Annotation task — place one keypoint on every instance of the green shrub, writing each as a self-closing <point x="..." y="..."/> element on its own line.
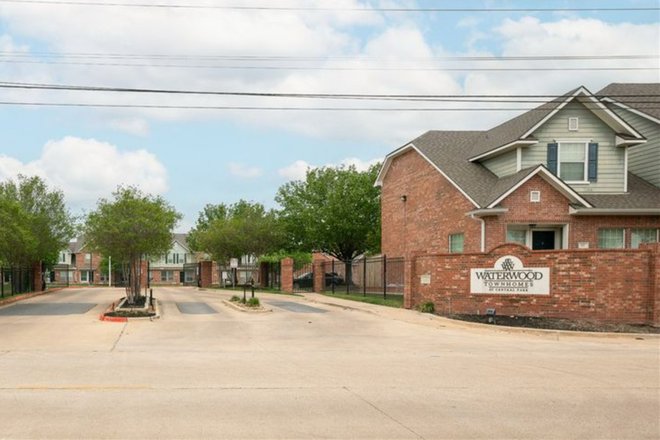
<point x="427" y="307"/>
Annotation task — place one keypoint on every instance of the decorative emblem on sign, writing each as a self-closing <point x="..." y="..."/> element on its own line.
<point x="508" y="264"/>
<point x="510" y="277"/>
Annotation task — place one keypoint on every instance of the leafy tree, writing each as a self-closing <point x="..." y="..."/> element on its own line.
<point x="245" y="229"/>
<point x="37" y="224"/>
<point x="129" y="228"/>
<point x="208" y="214"/>
<point x="334" y="210"/>
<point x="17" y="245"/>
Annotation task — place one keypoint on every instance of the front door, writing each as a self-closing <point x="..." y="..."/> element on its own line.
<point x="543" y="240"/>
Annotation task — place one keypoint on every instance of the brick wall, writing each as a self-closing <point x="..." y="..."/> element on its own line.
<point x="614" y="286"/>
<point x="433" y="209"/>
<point x="286" y="276"/>
<point x="554" y="210"/>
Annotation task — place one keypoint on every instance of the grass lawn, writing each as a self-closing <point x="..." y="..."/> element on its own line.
<point x="371" y="298"/>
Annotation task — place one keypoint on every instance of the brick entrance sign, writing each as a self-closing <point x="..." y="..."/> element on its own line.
<point x="604" y="285"/>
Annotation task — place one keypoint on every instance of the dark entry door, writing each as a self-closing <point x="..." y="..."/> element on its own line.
<point x="543" y="240"/>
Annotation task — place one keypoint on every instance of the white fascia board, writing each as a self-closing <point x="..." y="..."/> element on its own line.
<point x="632" y="110"/>
<point x="394" y="154"/>
<point x="504" y="148"/>
<point x="486" y="212"/>
<point x="604" y="113"/>
<point x="605" y="211"/>
<point x="557" y="183"/>
<point x="180" y="244"/>
<point x="620" y="142"/>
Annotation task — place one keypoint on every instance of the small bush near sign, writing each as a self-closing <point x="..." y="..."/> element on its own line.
<point x="427" y="307"/>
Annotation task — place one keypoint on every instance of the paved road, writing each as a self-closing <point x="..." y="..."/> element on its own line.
<point x="298" y="373"/>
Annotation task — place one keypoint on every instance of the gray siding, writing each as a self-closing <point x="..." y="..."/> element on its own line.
<point x="611" y="159"/>
<point x="644" y="160"/>
<point x="502" y="165"/>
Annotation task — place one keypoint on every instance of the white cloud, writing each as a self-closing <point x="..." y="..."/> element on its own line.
<point x="87" y="169"/>
<point x="298" y="169"/>
<point x="346" y="34"/>
<point x="242" y="170"/>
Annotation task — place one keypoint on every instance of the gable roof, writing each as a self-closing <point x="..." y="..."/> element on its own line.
<point x="641" y="195"/>
<point x="642" y="97"/>
<point x="182" y="239"/>
<point x="520" y="128"/>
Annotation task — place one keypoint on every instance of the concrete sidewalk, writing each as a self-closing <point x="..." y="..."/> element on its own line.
<point x="429" y="320"/>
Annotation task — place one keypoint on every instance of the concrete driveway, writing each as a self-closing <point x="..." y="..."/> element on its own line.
<point x="307" y="372"/>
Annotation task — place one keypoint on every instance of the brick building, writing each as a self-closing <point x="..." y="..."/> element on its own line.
<point x="579" y="172"/>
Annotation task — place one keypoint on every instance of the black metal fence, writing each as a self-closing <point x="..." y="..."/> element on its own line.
<point x="272" y="273"/>
<point x="303" y="277"/>
<point x="375" y="275"/>
<point x="191" y="274"/>
<point x="15" y="280"/>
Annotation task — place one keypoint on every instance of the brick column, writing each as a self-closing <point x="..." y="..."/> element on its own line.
<point x="36" y="276"/>
<point x="408" y="280"/>
<point x="319" y="276"/>
<point x="654" y="287"/>
<point x="206" y="274"/>
<point x="286" y="275"/>
<point x="144" y="274"/>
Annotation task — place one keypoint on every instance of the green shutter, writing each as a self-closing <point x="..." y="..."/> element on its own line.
<point x="552" y="157"/>
<point x="593" y="162"/>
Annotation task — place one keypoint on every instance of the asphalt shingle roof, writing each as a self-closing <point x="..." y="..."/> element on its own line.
<point x="450" y="151"/>
<point x="644" y="97"/>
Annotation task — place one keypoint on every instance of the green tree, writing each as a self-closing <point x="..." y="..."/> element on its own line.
<point x="42" y="224"/>
<point x="245" y="229"/>
<point x="334" y="210"/>
<point x="129" y="228"/>
<point x="208" y="214"/>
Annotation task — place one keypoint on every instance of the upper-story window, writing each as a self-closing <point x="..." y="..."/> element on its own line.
<point x="572" y="163"/>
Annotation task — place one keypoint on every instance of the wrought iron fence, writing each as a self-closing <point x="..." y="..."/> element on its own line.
<point x="15" y="280"/>
<point x="303" y="276"/>
<point x="374" y="275"/>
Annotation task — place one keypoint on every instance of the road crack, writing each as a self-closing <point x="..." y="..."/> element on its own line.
<point x="119" y="337"/>
<point x="383" y="413"/>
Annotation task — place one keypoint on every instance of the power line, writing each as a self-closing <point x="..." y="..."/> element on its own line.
<point x="341" y="69"/>
<point x="511" y="99"/>
<point x="258" y="108"/>
<point x="98" y="55"/>
<point x="326" y="9"/>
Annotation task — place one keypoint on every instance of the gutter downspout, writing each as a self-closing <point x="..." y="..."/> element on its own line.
<point x="483" y="232"/>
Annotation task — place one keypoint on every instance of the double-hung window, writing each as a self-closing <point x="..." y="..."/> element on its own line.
<point x="572" y="163"/>
<point x="611" y="238"/>
<point x="456" y="242"/>
<point x="638" y="236"/>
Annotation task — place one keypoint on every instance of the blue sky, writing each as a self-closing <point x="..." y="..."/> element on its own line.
<point x="198" y="157"/>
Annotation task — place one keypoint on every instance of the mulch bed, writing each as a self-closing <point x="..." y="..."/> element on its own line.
<point x="558" y="324"/>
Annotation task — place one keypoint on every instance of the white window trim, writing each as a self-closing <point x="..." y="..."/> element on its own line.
<point x="450" y="243"/>
<point x="623" y="233"/>
<point x="586" y="161"/>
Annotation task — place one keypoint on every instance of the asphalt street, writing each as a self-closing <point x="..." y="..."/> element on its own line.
<point x="307" y="370"/>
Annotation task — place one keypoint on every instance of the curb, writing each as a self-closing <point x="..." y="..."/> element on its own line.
<point x="111" y="307"/>
<point x="16" y="298"/>
<point x="245" y="310"/>
<point x="507" y="329"/>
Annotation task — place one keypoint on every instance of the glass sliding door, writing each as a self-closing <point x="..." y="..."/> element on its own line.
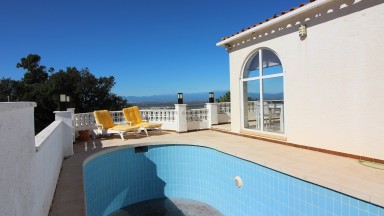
<point x="273" y="95"/>
<point x="252" y="105"/>
<point x="263" y="93"/>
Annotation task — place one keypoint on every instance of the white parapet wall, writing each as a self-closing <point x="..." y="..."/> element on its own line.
<point x="29" y="165"/>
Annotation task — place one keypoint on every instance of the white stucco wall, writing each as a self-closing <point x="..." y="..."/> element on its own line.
<point x="29" y="164"/>
<point x="333" y="81"/>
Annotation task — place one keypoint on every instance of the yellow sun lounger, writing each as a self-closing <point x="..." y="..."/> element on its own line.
<point x="132" y="116"/>
<point x="105" y="124"/>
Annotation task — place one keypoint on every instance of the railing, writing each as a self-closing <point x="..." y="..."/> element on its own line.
<point x="224" y="107"/>
<point x="197" y="115"/>
<point x="159" y="115"/>
<point x="84" y="121"/>
<point x="197" y="119"/>
<point x="193" y="119"/>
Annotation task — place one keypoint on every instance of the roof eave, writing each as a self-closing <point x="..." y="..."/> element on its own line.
<point x="273" y="21"/>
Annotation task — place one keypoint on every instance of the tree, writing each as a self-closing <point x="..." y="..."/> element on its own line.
<point x="225" y="98"/>
<point x="87" y="92"/>
<point x="8" y="89"/>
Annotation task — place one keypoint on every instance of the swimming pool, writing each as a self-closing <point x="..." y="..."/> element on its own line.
<point x="119" y="177"/>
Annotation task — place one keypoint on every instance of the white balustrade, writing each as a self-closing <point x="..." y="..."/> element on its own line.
<point x="197" y="115"/>
<point x="171" y="119"/>
<point x="84" y="121"/>
<point x="158" y="115"/>
<point x="224" y="107"/>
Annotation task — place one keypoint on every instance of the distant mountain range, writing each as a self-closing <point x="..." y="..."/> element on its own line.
<point x="172" y="98"/>
<point x="190" y="97"/>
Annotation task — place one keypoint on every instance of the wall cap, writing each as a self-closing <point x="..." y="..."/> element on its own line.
<point x="11" y="106"/>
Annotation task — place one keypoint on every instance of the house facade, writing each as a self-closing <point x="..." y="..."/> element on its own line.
<point x="312" y="76"/>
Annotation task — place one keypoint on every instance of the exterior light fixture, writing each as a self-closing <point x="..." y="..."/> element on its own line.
<point x="180" y="98"/>
<point x="63" y="98"/>
<point x="211" y="97"/>
<point x="302" y="31"/>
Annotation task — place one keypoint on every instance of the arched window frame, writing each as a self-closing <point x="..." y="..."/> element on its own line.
<point x="261" y="77"/>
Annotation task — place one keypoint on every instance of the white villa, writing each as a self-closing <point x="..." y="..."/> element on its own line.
<point x="310" y="77"/>
<point x="320" y="80"/>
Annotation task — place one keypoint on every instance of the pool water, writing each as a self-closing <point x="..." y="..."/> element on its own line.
<point x="168" y="207"/>
<point x="120" y="177"/>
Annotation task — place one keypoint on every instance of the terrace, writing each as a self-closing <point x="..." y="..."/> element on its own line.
<point x="341" y="174"/>
<point x="320" y="142"/>
<point x="338" y="173"/>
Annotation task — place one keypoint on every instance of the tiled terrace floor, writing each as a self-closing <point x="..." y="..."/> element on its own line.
<point x="338" y="173"/>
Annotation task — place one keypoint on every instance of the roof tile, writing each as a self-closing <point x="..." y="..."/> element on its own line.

•••••

Given task: Starting at the line that contains "of the wall", write out every line to the end of the entries, exactly as given.

Output for this exercise:
Annotation task — place one keypoint on every instance of the wall cap, writing each as a self-closing <point x="..." y="..."/> element on its own line.
<point x="11" y="106"/>
Annotation task — place one keypoint on every instance of the house facade, writing each as a self-closing <point x="..." y="..."/> element on its own line.
<point x="312" y="76"/>
Annotation task — place one keypoint on every instance of the exterior light fixture, writing each as a self-closing <point x="..." y="..."/> element on its own line.
<point x="180" y="98"/>
<point x="63" y="98"/>
<point x="211" y="97"/>
<point x="302" y="31"/>
Annotation task — place one keypoint on every instance of the arched window frame, writing each as a self-closing <point x="..." y="..."/> element on its own line.
<point x="261" y="77"/>
Annotation task — place one keypoint on every instance of the white villa, writing each as a self-closing <point x="..." y="..."/> element on its own line.
<point x="310" y="77"/>
<point x="320" y="80"/>
Annotation task — place one keypoint on every instance of the pool water, writing each as a self-closing <point x="..." y="..."/> element on its own line.
<point x="168" y="207"/>
<point x="120" y="177"/>
Annotation task — place one keypoint on every instance of the terrace, writing each as a self-closing <point x="..." y="..."/> element on its own line.
<point x="341" y="174"/>
<point x="320" y="142"/>
<point x="338" y="173"/>
Annotation task — place one keypoint on every instance of the tiled terrace floor, writing each as a self-closing <point x="..." y="..."/> element on its own line.
<point x="338" y="173"/>
Annotation task — place one keypoint on every instance of the roof tile, writing each as a self-closing <point x="..." y="..."/> element on its own line.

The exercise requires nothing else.